## Task prompt
Quote the entries in full, character for character, without their images.

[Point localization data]
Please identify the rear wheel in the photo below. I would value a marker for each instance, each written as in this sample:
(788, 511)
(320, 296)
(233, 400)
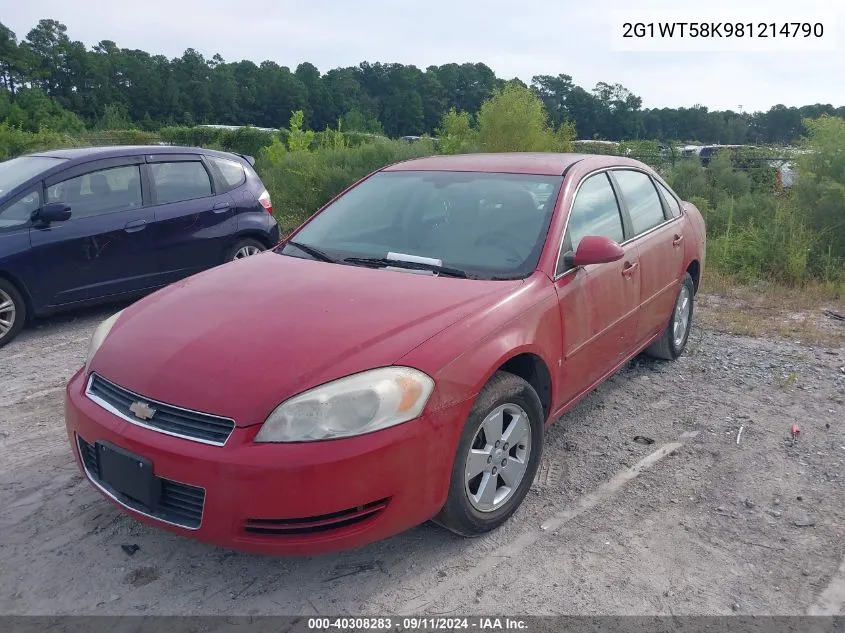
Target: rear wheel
(674, 339)
(244, 247)
(12, 312)
(497, 457)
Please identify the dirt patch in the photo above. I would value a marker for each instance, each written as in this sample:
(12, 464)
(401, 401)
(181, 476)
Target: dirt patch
(732, 516)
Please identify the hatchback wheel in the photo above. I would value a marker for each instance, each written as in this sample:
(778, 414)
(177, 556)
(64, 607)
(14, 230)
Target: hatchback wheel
(674, 339)
(12, 312)
(497, 457)
(246, 247)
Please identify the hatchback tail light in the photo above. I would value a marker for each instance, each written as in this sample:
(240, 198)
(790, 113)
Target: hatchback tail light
(264, 199)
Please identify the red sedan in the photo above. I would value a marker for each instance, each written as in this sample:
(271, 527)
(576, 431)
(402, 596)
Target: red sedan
(395, 360)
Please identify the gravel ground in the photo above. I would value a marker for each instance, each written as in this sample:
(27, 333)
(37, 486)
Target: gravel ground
(695, 523)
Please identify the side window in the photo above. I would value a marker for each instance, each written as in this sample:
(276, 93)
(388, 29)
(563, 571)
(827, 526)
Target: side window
(17, 213)
(594, 212)
(174, 182)
(671, 200)
(231, 172)
(641, 198)
(99, 192)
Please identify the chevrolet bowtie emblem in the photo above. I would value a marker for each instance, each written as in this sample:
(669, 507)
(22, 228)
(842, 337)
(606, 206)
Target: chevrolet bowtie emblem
(142, 410)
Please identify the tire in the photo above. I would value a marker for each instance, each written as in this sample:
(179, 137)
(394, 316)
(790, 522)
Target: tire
(244, 247)
(467, 510)
(671, 345)
(12, 311)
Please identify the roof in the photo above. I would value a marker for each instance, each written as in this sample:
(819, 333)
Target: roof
(91, 153)
(538, 163)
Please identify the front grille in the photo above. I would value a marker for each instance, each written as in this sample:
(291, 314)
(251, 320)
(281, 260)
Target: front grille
(180, 504)
(169, 419)
(316, 524)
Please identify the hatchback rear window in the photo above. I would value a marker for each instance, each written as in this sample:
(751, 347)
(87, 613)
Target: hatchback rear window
(231, 172)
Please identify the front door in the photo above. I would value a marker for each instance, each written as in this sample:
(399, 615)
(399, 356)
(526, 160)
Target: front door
(660, 243)
(104, 249)
(598, 303)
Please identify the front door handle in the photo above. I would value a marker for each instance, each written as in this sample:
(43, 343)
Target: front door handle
(629, 268)
(135, 225)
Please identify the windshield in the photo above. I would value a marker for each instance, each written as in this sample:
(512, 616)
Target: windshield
(17, 171)
(489, 225)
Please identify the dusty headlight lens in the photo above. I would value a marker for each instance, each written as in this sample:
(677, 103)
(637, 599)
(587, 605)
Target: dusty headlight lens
(99, 336)
(357, 404)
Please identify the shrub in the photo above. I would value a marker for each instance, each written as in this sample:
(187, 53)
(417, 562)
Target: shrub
(301, 182)
(456, 133)
(15, 141)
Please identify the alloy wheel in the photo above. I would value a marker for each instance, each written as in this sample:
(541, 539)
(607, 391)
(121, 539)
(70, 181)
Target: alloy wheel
(681, 318)
(498, 458)
(8, 313)
(246, 251)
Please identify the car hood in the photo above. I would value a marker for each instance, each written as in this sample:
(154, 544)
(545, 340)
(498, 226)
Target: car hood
(239, 339)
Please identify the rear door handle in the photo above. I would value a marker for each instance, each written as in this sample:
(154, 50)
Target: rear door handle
(135, 225)
(629, 268)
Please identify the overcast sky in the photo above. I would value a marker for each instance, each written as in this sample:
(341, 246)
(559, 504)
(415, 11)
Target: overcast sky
(516, 39)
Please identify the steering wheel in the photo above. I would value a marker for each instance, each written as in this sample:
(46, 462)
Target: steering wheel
(502, 240)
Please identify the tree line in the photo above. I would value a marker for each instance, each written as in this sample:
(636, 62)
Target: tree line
(50, 81)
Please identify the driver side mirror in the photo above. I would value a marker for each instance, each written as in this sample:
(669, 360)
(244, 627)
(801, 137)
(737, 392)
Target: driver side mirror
(52, 212)
(594, 249)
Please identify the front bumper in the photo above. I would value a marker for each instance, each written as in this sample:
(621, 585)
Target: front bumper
(288, 499)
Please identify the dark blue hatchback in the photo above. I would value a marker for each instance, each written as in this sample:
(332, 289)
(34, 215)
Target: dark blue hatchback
(82, 226)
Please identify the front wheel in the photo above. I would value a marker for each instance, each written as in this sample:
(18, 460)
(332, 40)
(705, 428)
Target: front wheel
(674, 338)
(245, 247)
(12, 312)
(497, 457)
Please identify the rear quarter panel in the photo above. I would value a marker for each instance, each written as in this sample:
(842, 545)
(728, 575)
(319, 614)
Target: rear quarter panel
(696, 248)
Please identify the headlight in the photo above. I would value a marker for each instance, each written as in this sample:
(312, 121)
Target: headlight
(99, 336)
(361, 403)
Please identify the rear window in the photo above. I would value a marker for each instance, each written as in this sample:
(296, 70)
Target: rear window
(174, 182)
(231, 172)
(15, 172)
(642, 199)
(674, 207)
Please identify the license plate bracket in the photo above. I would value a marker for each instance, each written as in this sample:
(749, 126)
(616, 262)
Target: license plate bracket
(129, 474)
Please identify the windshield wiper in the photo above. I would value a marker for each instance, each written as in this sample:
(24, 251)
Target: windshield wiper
(446, 271)
(316, 253)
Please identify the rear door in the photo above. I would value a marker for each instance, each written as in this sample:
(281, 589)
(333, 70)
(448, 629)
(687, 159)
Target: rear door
(194, 220)
(659, 237)
(598, 303)
(104, 248)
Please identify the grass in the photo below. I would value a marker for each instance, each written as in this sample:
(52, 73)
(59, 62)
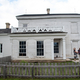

## Exercise response
Please identify the rear wheel in the photo below. I would value a marker for each instance, each written as in this sample:
(788, 511)
(320, 296)
(233, 400)
Target: rear wheel
(674, 339)
(244, 247)
(12, 312)
(497, 457)
Please identify the dirt patch in the photo above. I would value a marker for each instance, each written as in this sample:
(12, 464)
(401, 401)
(181, 476)
Target: dirt patch
(732, 516)
Please identify the hatchback wheel in the photo above. I would value a marker for each instance, each written as in this sample:
(778, 414)
(177, 556)
(64, 607)
(14, 230)
Target: hatchback wheel
(674, 339)
(12, 312)
(497, 457)
(246, 247)
Please identify the hatchback tail light in the photo above. I would value a marker for each instance, each written as in this sample:
(240, 198)
(790, 113)
Target: hatchback tail light
(264, 199)
Please identify the red sedan in the photo above. I would value a marker for each instance, each written as in this sample:
(271, 527)
(576, 431)
(402, 596)
Target: red sedan
(395, 360)
Please identify the gravel ground in the photo above. I would value a marker for each instance, each written as in this sample:
(27, 333)
(37, 486)
Target: gravel ground
(695, 523)
Please identify the side window in the photo above. I would value a marker for each instance, each written as in this sample:
(276, 93)
(388, 29)
(563, 571)
(827, 526)
Target: side window
(17, 213)
(594, 212)
(174, 182)
(671, 200)
(231, 172)
(641, 198)
(99, 192)
Please identify the chevrolet bowtie emblem in the photo above. I would value a marker for each instance, each written as in this sample:
(669, 507)
(22, 228)
(842, 337)
(606, 206)
Target: chevrolet bowtie emblem
(142, 410)
Please identify the tire in the photo above. I would value a marker for each instance, each written as in this sample:
(179, 137)
(394, 316)
(790, 522)
Target: tire
(244, 247)
(467, 510)
(671, 345)
(12, 311)
Please identify the roof in the photo above. I would value a marker for each instance, each written as in this sample:
(819, 333)
Target: roof
(91, 153)
(538, 163)
Please identify the front grille in the photo above. I would value a marker for each instance, each written as in this sample:
(291, 314)
(251, 320)
(281, 260)
Target: front grille
(180, 504)
(169, 419)
(316, 524)
Please identify the hatchback rear window in the photo above. I would value a marker for each instance, each written as in this sample:
(751, 347)
(87, 613)
Target: hatchback rear window
(231, 172)
Please identify the front door in the photo above. I would value a marker for each instance, each written as in this sample:
(399, 615)
(399, 356)
(526, 160)
Target: front door
(660, 243)
(104, 249)
(598, 303)
Please identify the front door handle in the photo above. I would value a marker for each instance, each written as in this sample:
(43, 343)
Target: front door handle
(629, 268)
(135, 225)
Please identify the windshield in the photo above. I would value a marker for each instance, each written as in this sample:
(512, 616)
Target: windshield
(17, 171)
(489, 225)
Please identify the dusty headlight lens in the photo above. I would value a marker for each instance, each written as in this sample:
(677, 103)
(637, 599)
(587, 605)
Target: dusty headlight lens
(99, 336)
(357, 404)
Please identify the shrub in the photo above. I would value a marker for each instance, each written as in this sample:
(187, 53)
(417, 562)
Target: shrub
(301, 182)
(456, 133)
(15, 141)
Please identify the alloy wheel in the photo above. I would value a marker for each instance, each written as in this sample:
(541, 539)
(607, 391)
(121, 539)
(70, 181)
Target: alloy wheel
(681, 318)
(498, 458)
(8, 313)
(246, 251)
Please identify the car hood in the photo above. I would value a marker for each instance, each written as in this sample:
(154, 544)
(545, 340)
(498, 226)
Target: car hood
(239, 339)
Please identify the rear door handle in the photo above. I would value a marker for each instance, each written as in this sample:
(154, 50)
Target: rear door handle
(135, 225)
(629, 268)
Please identify the overcast sky in the photo above. I would value a marker for each instance, each written as in this sample:
(341, 246)
(559, 504)
(415, 11)
Target: overcast sky
(516, 39)
Please identify the steering wheel in the photo above. I would value a marker for each instance, each written as in this sample:
(46, 462)
Target: steering wheel
(502, 240)
Please identify the tree line in the photo above. I would value a marker for each instance, each written as in this sample:
(636, 62)
Target: tree line
(50, 81)
Please identify the driver side mirror in the photo above. I would value a marker for each instance, each written as in this sample:
(669, 360)
(244, 627)
(801, 137)
(737, 392)
Target: driver side mirror
(52, 212)
(594, 249)
Please identify the front bumper in the photo above. I would value a marker for each instance, each written as in this sample:
(621, 585)
Target: front bumper
(288, 499)
Please identify the dark blue hatchback in the photo above. I would value a marker for each instance, each written as in this sample:
(332, 289)
(34, 215)
Target: dark blue hatchback
(82, 226)
Please identify the front wheel in the photo above. I would value a marker for each instance, each written as in this sample:
(18, 460)
(332, 40)
(705, 428)
Target: front wheel
(674, 338)
(245, 247)
(12, 312)
(497, 457)
Please identify the rear quarter panel in the photo above. I would value a marker for each instance, each written as in this sample:
(842, 545)
(728, 575)
(319, 614)
Target: rear quarter panel
(696, 248)
Please identify the headlight in the photo above. I would value a marker for each instance, each written as in this sample:
(312, 121)
Target: headlight
(99, 336)
(361, 403)
Please identify the rear window in the photo above. I would value a marker for each instance, each written as in this sample:
(296, 70)
Target: rear window
(174, 182)
(231, 172)
(15, 172)
(642, 199)
(674, 207)
Please identify the license plate bracket in the photo above. I would value a marker for each instance, each written as in this sample:
(749, 126)
(616, 262)
Target: license plate bracket
(129, 474)
Please identify the windshield wiper in the photo above. I would value a marker for each instance, each written as in this sample:
(24, 251)
Target: windshield wiper
(446, 271)
(316, 253)
Please identify the rear door in the photo above. I would value a marker for each instance, each written as in this sample:
(281, 589)
(333, 70)
(448, 629)
(687, 159)
Target: rear door
(194, 220)
(659, 237)
(598, 303)
(104, 248)
Please identify the grass in the photo below. I would value a marker for each instance, each written as in this sample:
(52, 73)
(59, 62)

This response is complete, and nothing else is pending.